BEGIN TASK INPUT

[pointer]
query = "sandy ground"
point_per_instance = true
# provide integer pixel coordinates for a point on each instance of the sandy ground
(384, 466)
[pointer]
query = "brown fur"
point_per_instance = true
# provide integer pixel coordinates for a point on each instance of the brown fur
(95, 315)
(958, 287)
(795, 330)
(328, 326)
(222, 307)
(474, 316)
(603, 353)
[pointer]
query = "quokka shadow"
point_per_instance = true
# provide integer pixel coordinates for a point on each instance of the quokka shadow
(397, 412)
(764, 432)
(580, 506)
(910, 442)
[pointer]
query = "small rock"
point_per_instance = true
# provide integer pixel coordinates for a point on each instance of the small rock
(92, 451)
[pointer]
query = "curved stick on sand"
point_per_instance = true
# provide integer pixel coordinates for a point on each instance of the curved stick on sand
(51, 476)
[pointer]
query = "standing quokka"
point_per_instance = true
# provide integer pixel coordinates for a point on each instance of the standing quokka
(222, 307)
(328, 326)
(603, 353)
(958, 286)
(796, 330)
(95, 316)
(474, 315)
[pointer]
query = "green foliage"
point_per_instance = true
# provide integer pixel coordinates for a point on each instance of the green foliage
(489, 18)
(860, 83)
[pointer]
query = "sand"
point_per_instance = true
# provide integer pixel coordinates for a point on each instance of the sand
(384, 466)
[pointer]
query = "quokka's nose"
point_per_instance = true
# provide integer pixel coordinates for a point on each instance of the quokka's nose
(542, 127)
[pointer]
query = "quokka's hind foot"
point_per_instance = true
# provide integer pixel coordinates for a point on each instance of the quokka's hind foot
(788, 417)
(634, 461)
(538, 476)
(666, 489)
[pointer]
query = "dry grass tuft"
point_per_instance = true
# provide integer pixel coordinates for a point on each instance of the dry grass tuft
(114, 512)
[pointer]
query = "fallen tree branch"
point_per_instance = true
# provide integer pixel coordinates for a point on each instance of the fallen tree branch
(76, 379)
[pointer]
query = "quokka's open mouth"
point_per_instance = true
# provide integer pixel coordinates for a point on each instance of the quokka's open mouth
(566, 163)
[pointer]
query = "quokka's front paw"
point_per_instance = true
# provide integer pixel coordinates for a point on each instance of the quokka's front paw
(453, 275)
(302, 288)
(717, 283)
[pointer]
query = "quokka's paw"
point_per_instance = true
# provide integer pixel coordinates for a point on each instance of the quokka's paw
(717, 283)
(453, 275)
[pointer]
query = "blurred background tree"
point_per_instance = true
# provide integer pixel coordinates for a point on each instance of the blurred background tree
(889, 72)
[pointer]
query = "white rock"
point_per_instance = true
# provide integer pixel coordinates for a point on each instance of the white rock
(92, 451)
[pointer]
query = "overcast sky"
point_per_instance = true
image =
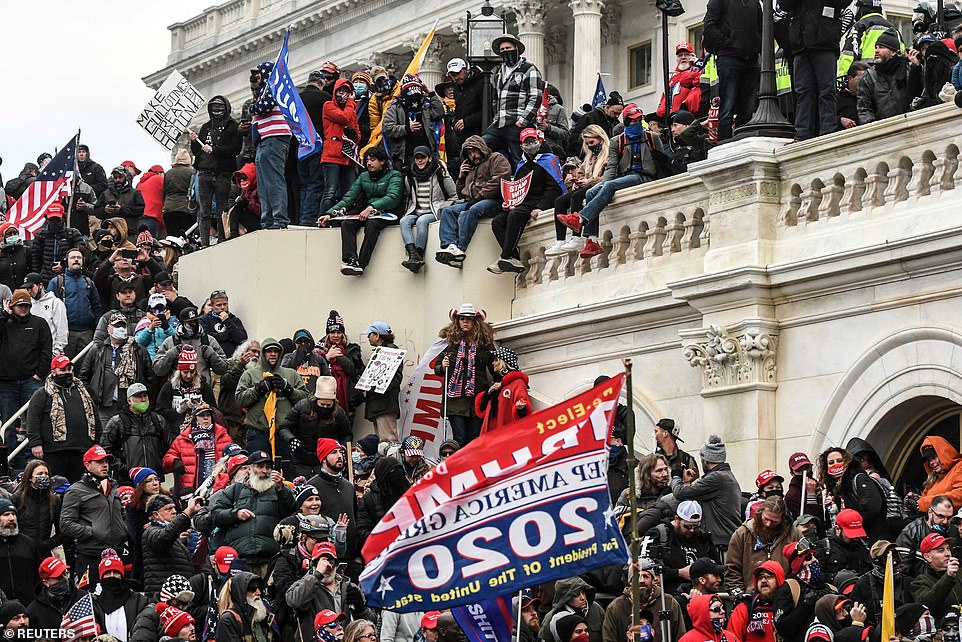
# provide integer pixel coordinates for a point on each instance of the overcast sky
(73, 65)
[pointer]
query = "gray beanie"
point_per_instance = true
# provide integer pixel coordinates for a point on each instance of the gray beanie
(713, 451)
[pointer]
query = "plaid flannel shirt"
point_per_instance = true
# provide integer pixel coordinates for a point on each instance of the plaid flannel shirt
(519, 95)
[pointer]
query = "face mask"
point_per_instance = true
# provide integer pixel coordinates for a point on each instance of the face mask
(511, 57)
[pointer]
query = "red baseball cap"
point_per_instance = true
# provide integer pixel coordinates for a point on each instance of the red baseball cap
(223, 556)
(766, 476)
(52, 567)
(851, 523)
(96, 453)
(930, 542)
(430, 620)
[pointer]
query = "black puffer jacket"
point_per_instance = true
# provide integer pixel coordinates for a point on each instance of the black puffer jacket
(164, 554)
(137, 440)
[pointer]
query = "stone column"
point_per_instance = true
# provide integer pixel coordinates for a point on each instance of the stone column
(529, 15)
(587, 49)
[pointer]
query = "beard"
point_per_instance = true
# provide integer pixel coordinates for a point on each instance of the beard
(259, 484)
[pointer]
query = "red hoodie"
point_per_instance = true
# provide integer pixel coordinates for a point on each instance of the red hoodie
(753, 620)
(702, 630)
(335, 120)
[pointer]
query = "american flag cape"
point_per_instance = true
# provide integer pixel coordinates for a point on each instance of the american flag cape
(27, 213)
(79, 620)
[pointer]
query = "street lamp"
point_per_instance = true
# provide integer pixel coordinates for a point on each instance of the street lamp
(482, 30)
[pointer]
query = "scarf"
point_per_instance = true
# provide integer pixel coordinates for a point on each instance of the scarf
(58, 418)
(462, 381)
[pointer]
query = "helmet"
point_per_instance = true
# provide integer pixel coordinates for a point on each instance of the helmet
(313, 525)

END TASK INPUT

WHAT YOU NEED TO DO → Each entry should come back exactly as written, with its pictures omitted.

WRITTEN SOLUTION →
[pointer]
query = "sandy ground"
point_per_instance = true
# provide integer pixel coordinates for a point on each instance of the sandy ground
(384, 466)
[pointer]
query = "brown fur"
point_per_instance = true
# provide integer pixel coordinates for a point on each instance of the brown fur
(95, 315)
(958, 287)
(795, 330)
(328, 326)
(222, 307)
(474, 316)
(603, 353)
[pointer]
query = "quokka shadow"
point_per_instance = true
# provide integer pixel coordinates for a point on each instance of the quokka shadow
(397, 412)
(764, 432)
(580, 506)
(910, 442)
[pointer]
query = "small rock"
point_per_instance = true
# provide integer pixel coordinates for a point on each instance of the small rock
(92, 451)
[pointer]
query = "curved stick on sand"
point_per_instance = true
# provide integer pixel coordinates for a point on each instance of the curved stick on sand
(51, 476)
[pointer]
query = "standing quokka"
point_per_instance = true
# provide integer pixel coordinates for a point on each instance of the standing quokka
(222, 307)
(328, 326)
(603, 353)
(958, 286)
(796, 330)
(95, 316)
(474, 315)
[pointer]
query = "green foliage"
point_per_instance = true
# provide integer pixel coordinates for a point on each instance of the green foliage
(489, 18)
(860, 83)
[pointer]
query = "sand"
point_per_instance = true
# provide integer pixel coordinates for a point on each instance of the sand
(384, 466)
[pointer]
query = "quokka's nose"
point_per_instance = true
# provide integer pixel coordinates for a point on each instance of the quokka's nose
(542, 127)
[pointer]
query = "quokka's hind foot"
point_per_instance = true
# provide integer pixel coordinates for a point on each instance of the quokka's hind foot
(788, 417)
(634, 461)
(538, 476)
(666, 489)
[pointer]
query = "dry grass tuft"
point_per_instance = true
# provide integer pixel coordinates for a point on each instance of the dry grass tuft
(114, 512)
[pointer]
query = "fallen tree branch"
point_per_instance = true
# provide integer pixel coordinates for a point on each instance of the fallen tree branch
(76, 379)
[pointer]
query = "quokka's open mouth"
point_per_instance = true
# provide integer pixel coordinates for a point on each instance of the quokka's open mouth
(566, 163)
[pointer]
query = "quokka's front paw"
point_per_instance = true
# provide integer pixel coordinates for a point on each instance of the quokka's front paw
(453, 275)
(302, 288)
(717, 283)
[pointer]
query = "quokka's paw"
point_per_instance = true
# provide integer pixel coordinates for a point on each instance of the quokka's paw
(717, 283)
(453, 275)
[pointer]
query = "blurred background tree"
point_per_instance = true
# provide integer pixel coordinates for a point on each instance of the blurred background tree
(889, 72)
[pointer]
query = "white rock"
point_per_instance = true
# provide integer pixel coordinates for a point on each instance of the white rock
(92, 451)
[pointer]
query = "overcast sky"
point_per_instance = true
image =
# provide integer pixel coordinates for a point on each instance of the overcast sky
(73, 65)
[pointer]
query = "gray beanie"
point_per_instance = true
# provide integer pixel coordinates for a point on each instance of the gray beanie
(713, 451)
[pointer]
query = "plaid flannel shirt"
point_per_instance = true
# provide integer pixel coordinates for a point on each instance of the plaid flannel shirt
(519, 95)
[pointer]
query = "face mask"
point_per_instance = true
# provide integer pixel coordinates for a point on each instance of the face mask
(511, 57)
[pointer]
query = "red baseball cap"
point_per_instance = true
# provide integer pixel coordinates for a point on each instance of the red baseball cap
(223, 556)
(766, 476)
(52, 567)
(851, 523)
(96, 453)
(930, 542)
(430, 620)
[pointer]
query = "black puffer jacket"
point_per_instance = true
# provide integer pixel coordinates for a point on each instance of the black puffer jacket
(164, 554)
(137, 440)
[pointer]
query = "stone column"
point_per_instance = true
# provide integer pixel coordinates for a point on each instance of the stone column
(529, 15)
(587, 49)
[pointer]
query = "beard"
point_per_instance = true
# provide integer pixel coordinates for a point on each instance of the beard
(259, 484)
[pointer]
query = "red hoodie"
point_per_instance = true
# provide integer pixel coordinates for a point on each instance of the red hoodie
(753, 620)
(702, 630)
(335, 120)
[pointer]
query = "american flag cape"
point_per_instance = true
# provide integer pixel coordinates for a point on each instance of the american flag cape
(27, 213)
(79, 620)
[pointer]
query = "street lamp"
point_per_instance = true
# provide integer pixel coordinates for a point on each instance of the street lamp
(482, 30)
[pointer]
query = "scarf"
point_per_instance = true
# provide integer pixel coordinates for a point on each instance of the scarf
(58, 418)
(462, 381)
[pointer]
query = "helmet"
point_per_instance = true
# provide integer pixel coordinates for a point on each instance of the helmet
(313, 525)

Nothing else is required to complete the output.